[POC] Native Flink s3 fileSystem #4

Samrat002 · 2025-09-27T07:28:27Z

What is the purpose of the change

Native flink s3 Filesystem

Validate that Flink can talk to S3 directly via AWS SDK v2 without Hadoop, This enhancement simplifies the stack and removes dependency on Hadoop & Presto thus depreacating flink-s3-fs-hadoop and flink-s3-fs-presto and eventually remove it.
Reduce classpath conflicts and shading complexity caused by Hadoop + S3A; make S3 support self-contained and easier to operate.
Unify behaviour for cloud-first deployments (Kubernetes, containers, IAM roles, path-style/virtual-host) with straightforward configuration in flink-conf.yaml.
Establish a foundation to implement Flink-specific features (entropy injection, recoverable writer, retries/backoff) natively rather than inheriting Hadoop semantics.

::::

» **Problems to solve**
a) Decide whether each statement below agrees with the native S3 filesystem proposal, and answer yes or no with the deciding words of the proposal quoted exactly. (i) The change aims to let Flink reach S3 through AWS SDK v2 without Hadoop. (ii) The flink-s3-fs-presto module is to be kept as the preferred option. (iii) Cloud-first deployments are meant to be configured in flink-conf.yaml.
b) Reproduce the part of the native S3 filesystem proposal starting at "What is the" and ending at "configuration in flink-conf.yaml.".

» **Record extracts**
::::

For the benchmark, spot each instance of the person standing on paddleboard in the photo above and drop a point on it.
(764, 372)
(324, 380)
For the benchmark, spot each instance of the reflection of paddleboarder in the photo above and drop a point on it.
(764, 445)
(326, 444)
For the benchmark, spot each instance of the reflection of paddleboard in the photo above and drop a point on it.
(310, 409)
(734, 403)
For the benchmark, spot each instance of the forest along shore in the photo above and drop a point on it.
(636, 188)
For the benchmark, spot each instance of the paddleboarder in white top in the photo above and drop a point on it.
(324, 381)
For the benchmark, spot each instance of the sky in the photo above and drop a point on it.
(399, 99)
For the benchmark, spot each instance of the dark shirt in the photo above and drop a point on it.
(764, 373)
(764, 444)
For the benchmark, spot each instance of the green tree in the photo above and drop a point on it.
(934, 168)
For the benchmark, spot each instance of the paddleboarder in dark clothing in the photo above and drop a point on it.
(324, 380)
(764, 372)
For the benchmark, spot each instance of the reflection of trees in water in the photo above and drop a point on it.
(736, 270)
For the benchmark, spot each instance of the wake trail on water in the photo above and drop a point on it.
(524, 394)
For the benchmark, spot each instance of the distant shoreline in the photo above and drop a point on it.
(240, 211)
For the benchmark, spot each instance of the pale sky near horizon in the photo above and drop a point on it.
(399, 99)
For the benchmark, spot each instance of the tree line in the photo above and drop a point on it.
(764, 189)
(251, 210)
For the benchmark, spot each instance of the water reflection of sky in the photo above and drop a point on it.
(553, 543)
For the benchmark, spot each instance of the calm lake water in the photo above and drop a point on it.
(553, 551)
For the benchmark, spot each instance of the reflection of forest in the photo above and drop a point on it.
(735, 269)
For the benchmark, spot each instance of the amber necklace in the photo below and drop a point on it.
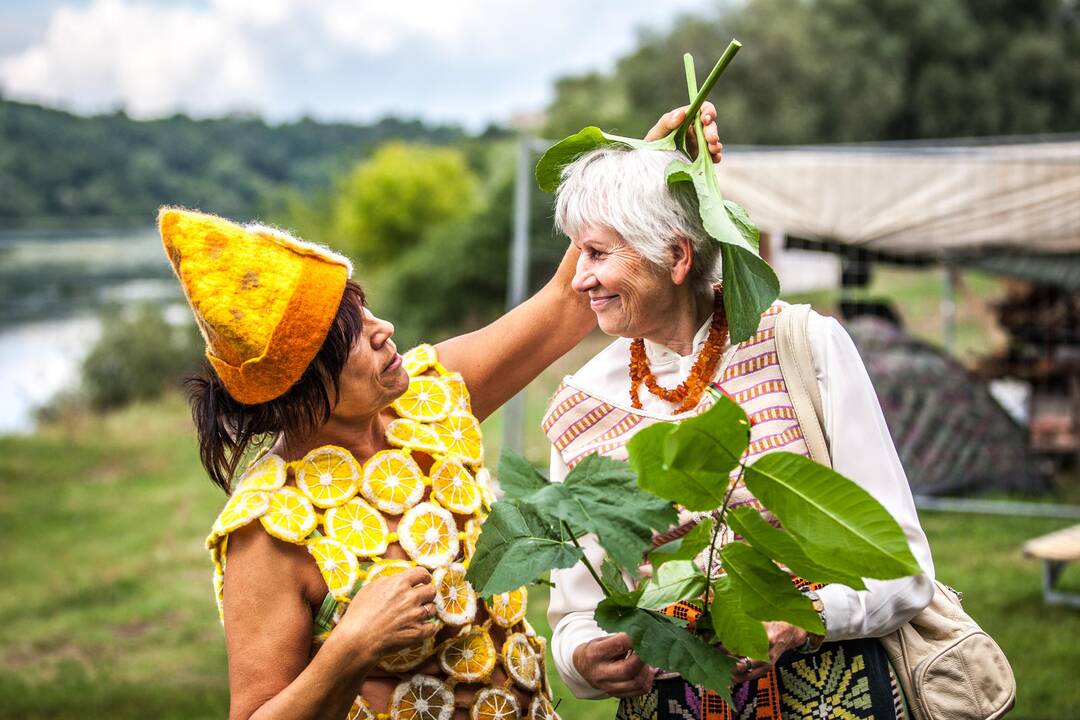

::::

» **Results by task**
a)
(i) Yes: "Validate that Flink can talk to S3 directly via AWS SDK v2 without Hadoop"
(ii) No: "thus depreacating flink-s3-fs-hadoop and flink-s3-fs-presto and eventually remove it"
(iii) Yes: "with straightforward configuration in flink-conf.yaml"

b)
What is the purpose of the change

Native flink s3 Filesystem

Validate that Flink can talk to S3 directly via AWS SDK v2 without Hadoop, This enhancement simplifies the stack and removes dependency on Hadoop & Presto thus depreacating flink-s3-fs-hadoop and flink-s3-fs-presto and eventually remove it.
Reduce classpath conflicts and shading complexity caused by Hadoop + S3A; make S3 support self-contained and easier to operate.
Unify behaviour for cloud-first deployments (Kubernetes, containers, IAM roles, path-style/virtual-host) with straightforward configuration in flink-conf.yaml.